* **Instructions for the task**: Extract, unchanged, each line of the listing below from its first line through the line that contains "M 434 365 L", inclusive, and nothing else.

* **Records to use**:
_ _ _ _ _ _ _

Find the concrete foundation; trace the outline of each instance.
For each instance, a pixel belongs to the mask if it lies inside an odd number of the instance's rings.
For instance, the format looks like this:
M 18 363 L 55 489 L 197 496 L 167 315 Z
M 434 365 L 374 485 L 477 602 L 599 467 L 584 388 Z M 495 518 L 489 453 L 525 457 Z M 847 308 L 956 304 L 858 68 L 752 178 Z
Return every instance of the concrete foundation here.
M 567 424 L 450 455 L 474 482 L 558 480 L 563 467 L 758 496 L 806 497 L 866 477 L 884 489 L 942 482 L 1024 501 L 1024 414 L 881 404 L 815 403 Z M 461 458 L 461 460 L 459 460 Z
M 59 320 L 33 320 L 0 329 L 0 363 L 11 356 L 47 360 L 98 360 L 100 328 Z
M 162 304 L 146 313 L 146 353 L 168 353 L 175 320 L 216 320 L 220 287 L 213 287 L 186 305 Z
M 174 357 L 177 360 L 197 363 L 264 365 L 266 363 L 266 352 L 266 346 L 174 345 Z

_ _ _ _ _ _ _

* **Exercise response**:
Find the concrete foundation; trace the outline of each instance.
For each instance, a pixel belongs to the mask if it lies inside an odd number of the instance's rings.
For instance, the format looks like this:
M 18 363 L 55 489 L 197 496 L 167 315 Z
M 434 365 L 374 485 L 477 602 L 599 467 L 584 388 Z M 495 518 L 489 453 L 525 457 Z M 847 308 L 956 304 L 858 68 L 752 178 Z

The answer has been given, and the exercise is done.